Your answer must repeat the full listing, line for line.

• [Dataset]
###

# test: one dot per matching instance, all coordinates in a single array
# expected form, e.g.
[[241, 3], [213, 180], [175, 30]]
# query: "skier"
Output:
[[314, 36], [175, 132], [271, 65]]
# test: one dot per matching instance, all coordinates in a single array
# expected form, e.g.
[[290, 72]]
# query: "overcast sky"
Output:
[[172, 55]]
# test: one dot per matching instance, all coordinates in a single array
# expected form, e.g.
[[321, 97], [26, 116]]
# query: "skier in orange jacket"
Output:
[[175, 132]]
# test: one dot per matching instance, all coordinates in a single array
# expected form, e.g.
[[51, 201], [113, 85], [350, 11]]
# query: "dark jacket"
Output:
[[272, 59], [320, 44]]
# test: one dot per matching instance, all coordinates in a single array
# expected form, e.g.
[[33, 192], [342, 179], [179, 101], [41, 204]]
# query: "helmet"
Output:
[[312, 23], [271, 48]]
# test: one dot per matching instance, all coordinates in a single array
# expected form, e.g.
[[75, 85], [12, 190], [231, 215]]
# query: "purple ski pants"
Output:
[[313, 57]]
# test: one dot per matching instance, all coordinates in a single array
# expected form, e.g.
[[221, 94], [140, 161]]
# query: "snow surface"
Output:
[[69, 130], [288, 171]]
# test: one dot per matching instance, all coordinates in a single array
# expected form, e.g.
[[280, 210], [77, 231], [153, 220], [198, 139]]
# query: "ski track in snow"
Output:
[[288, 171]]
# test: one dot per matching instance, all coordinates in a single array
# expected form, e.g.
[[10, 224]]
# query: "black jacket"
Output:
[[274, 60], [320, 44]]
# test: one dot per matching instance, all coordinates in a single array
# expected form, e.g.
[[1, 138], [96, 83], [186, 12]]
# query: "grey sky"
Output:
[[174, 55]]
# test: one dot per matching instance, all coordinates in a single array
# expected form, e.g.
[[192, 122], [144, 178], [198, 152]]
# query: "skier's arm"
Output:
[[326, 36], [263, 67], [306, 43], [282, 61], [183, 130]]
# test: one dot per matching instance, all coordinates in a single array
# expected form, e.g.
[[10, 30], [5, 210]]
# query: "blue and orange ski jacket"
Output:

###

• [Response area]
# test: one dot per matching instance, all coordinates in a single array
# expected form, e.g.
[[241, 3], [213, 180], [175, 30]]
# query: "skier"
Output:
[[314, 36], [175, 132], [271, 65]]
# test: one dot per matching instance, all coordinates in a single array
# expected form, e.g.
[[290, 72]]
# query: "overcast sky"
Output:
[[172, 55]]
# test: one dot per matching instance, all coordinates in a single array
# expected form, e.g.
[[321, 97], [26, 116]]
# query: "skier in orange jacket"
Output:
[[175, 132]]
# test: one dot per matching instance, all coordinates in a single array
# expected form, e.g.
[[51, 201], [113, 85], [350, 11]]
# query: "dark jacket"
Output:
[[272, 59], [320, 44]]
# test: one dot per matching instance, all coordinates in a single array
# expected form, e.g.
[[33, 192], [342, 179], [179, 101], [41, 204]]
# query: "helmet"
Output:
[[312, 23], [271, 48]]
# test: one dot per matching instance, all coordinates in a single array
# expected form, e.g.
[[75, 85], [12, 190], [231, 215]]
# query: "purple ski pants"
Output:
[[313, 57]]
# test: one dot per matching instance, all coordinates in a single array
# expected form, e.g.
[[221, 94], [140, 161]]
# query: "snow surface"
Output:
[[69, 130], [288, 171]]
# test: one dot per matching instance, all coordinates in a single array
# expected form, e.g.
[[280, 210], [77, 231], [153, 220], [198, 139]]
# query: "ski track in snow"
Output:
[[288, 171]]
# test: one dot per matching instance, all coordinates in a single array
# expected form, e.g.
[[10, 224]]
# query: "black jacket"
Output:
[[274, 60], [320, 44]]
# test: one dot per matching instance, all coordinates in a single array
# expected form, e.g.
[[1, 138], [96, 83], [186, 12]]
# query: "grey sky"
Output:
[[174, 55]]
# test: one dot per matching instance, all coordinates in a single array
# expected form, e.g.
[[192, 122], [144, 178], [198, 152]]
# query: "skier's arm"
Output:
[[326, 36], [263, 67], [306, 43], [282, 61], [183, 130]]
# test: one dot per matching instance, all coordinates in a single array
# expected form, e.g.
[[10, 30], [5, 210]]
# query: "blue and orange ski jacket"
Output:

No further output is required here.